> _Text extract_:
>>>
The appeal to the Court of Appeal

  1. Mr and Mrs Singh appealed to the Court of Appeal. The Court of Appeal concluded that Mr and Mrs Singh had properly been named as plaintiffs. It therefore allowed the appeal and ordered the case to be remitted to the High Court for the claim to be decided on its merits. The Court’s reasoning in the clear and comprehensive judgment of Jameel JA (with which the other members of the Court agreed) was that the insurers’ contention was diametrically opposed to both the admission in the Defence and the agreed fact that it was Mr and Mrs Singh who owned and operated the business trading as HIZZ & HERZ. Moreover, Ord 15 r 6 of the Rules of the High Court provided that no cause or matter should be defeated by reason of the misjoinder or nonjoinder of any party, and it gave the Court the power to order anyone who ought to have been joined as a party to be added as a party. The Court of Appeal took the view that if an objection was being taken to the misjoinder or nonjoinder of a party, that objection should be made at the earliest possible opportunity. In these circumstances, the insurers’ conduct in not raising their objection to the misjoinder of Mr and Mrs Singh and the nonjoinder of the Company – coupled with the admission in the Defence and the agreed facts – prevented the insurers from pursuing their objection.

17. I should add that only in one passage in Jameel JA’s judgment was any reference made to whether the evidence supported the judge’s conclusion that the Company was the proper plaintiff. In para 29 of the judgment, she said that the insurers knew at all times that they were dealing with natural persons behind the business, even if Mr and Mrs Singh had been the directors of the Company. But that begged the question which the High Court had had to decide. When running the business, had Mr and Mrs Singh been acting in their capacity as directors of the Company, or in their own right as the owners of the business?


The proper approach

18. The insurers now seek special leave to appeal to the Supreme Court. They want the judgment of the High Court to be restored. In written submissions in support of the petition, their solicitors relied heavily on well-known principles in company law – (a) the rule in Foss v Harbottle (1843) 2 Hare 46, a case known to all law students, that a company is a separate legal entity from its members, and only the company can sue to enforce rights which are those of the company, (b) the principle established in Salomon v Salomon and Co Ltd [1897] AC 22 that the company’s rights and duties are separate from the rights and duties of its directors and shareholders, and (c) the limited circumstances in which “the corporate veil” can be lifted. They contended that the Court of Appeal ignored these principles.
<<<
> _Records provided_:
>>>
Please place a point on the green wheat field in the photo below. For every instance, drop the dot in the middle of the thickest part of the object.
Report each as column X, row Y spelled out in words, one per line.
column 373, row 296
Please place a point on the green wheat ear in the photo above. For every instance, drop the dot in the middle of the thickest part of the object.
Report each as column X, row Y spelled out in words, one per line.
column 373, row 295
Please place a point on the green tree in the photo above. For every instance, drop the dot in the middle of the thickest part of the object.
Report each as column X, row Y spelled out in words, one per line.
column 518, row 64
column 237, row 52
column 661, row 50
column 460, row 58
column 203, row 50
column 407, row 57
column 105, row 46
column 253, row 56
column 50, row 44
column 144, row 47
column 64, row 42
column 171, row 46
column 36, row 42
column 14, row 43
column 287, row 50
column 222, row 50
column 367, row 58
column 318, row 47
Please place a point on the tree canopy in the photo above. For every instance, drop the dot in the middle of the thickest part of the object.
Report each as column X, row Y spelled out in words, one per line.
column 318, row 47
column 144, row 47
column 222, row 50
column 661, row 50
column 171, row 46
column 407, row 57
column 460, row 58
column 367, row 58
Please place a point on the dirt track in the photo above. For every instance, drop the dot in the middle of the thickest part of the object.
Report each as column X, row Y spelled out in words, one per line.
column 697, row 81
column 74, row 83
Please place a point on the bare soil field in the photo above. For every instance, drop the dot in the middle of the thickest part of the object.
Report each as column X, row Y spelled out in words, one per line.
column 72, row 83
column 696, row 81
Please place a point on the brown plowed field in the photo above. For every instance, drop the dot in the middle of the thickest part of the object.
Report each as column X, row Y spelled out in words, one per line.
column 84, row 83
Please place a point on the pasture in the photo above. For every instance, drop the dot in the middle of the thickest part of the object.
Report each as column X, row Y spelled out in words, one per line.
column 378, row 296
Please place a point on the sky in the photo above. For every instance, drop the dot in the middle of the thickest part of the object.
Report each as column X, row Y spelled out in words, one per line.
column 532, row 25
<<<
> _Directive_:
From the text on the insurers' appeal, return word for word the part that starts at "17. I should" and ends at "of the business?". The rows aren't needed for this.

> _Answer below_:
17. I should add that only in one passage in Jameel JA’s judgment was any reference made to whether the evidence supported the judge’s conclusion that the Company was the proper plaintiff. In para 29 of the judgment, she said that the insurers knew at all times that they were dealing with natural persons behind the business, even if Mr and Mrs Singh had been the directors of the Company. But that begged the question which the High Court had had to decide. When running the business, had Mr and Mrs Singh been acting in their capacity as directors of the Company, or in their own right as the owners of the business?